What is required> List each line below that contains the string "puppy". Case matters.

Data supplied>
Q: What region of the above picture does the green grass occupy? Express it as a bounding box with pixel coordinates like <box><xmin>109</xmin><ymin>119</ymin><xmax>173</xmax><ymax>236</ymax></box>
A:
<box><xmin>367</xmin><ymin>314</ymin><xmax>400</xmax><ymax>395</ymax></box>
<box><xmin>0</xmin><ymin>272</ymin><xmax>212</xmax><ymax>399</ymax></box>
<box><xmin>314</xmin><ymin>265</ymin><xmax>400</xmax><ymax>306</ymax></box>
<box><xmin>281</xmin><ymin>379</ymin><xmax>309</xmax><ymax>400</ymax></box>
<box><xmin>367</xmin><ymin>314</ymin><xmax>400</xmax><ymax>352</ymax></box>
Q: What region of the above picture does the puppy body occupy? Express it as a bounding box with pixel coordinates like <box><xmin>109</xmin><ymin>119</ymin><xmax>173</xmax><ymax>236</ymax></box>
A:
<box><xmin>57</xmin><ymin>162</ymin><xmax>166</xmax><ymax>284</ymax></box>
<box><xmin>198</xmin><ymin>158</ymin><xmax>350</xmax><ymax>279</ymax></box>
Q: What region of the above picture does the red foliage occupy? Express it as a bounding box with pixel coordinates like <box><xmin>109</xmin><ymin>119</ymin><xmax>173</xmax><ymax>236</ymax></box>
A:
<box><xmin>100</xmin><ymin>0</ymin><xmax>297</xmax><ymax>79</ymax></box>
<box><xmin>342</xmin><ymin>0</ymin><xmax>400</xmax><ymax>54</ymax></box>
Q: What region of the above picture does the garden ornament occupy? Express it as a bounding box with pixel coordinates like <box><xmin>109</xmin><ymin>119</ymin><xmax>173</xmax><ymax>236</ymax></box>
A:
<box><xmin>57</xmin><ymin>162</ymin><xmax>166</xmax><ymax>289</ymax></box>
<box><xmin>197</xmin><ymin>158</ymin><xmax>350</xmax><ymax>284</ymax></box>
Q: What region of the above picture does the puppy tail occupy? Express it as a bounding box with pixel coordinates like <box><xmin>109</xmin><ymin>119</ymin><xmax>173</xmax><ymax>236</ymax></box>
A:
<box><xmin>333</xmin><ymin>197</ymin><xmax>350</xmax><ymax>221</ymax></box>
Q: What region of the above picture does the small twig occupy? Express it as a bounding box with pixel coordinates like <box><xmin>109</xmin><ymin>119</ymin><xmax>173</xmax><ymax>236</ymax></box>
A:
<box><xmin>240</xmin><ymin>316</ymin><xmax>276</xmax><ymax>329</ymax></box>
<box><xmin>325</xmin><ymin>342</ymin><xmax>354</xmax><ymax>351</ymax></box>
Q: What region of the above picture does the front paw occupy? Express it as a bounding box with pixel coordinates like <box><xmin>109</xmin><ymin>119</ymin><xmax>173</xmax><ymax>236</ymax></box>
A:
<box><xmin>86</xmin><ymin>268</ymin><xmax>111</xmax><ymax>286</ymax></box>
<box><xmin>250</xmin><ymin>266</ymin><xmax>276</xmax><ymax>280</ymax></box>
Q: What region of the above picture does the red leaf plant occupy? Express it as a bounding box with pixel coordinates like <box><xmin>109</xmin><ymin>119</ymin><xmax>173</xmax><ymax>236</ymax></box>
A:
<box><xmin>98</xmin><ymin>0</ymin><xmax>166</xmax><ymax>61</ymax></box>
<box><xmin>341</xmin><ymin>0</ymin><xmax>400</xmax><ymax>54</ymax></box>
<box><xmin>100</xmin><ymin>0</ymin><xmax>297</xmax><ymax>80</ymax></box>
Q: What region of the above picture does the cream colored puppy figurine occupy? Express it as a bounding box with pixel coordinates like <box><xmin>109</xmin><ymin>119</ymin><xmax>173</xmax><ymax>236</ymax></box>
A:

Task answer>
Q: What region of the above picture does the puppy body occupy? Express it as a bounding box with pixel coordinates like <box><xmin>109</xmin><ymin>119</ymin><xmax>173</xmax><ymax>236</ymax></box>
Q: What region of the above picture does the puppy tail occupy? Express it as a bounding box with pixel coordinates like <box><xmin>109</xmin><ymin>119</ymin><xmax>173</xmax><ymax>236</ymax></box>
Q: What region of the above picture does the cream colored puppy figurine occupy? Express it as a bounding box with pixel coordinates like <box><xmin>109</xmin><ymin>119</ymin><xmax>173</xmax><ymax>236</ymax></box>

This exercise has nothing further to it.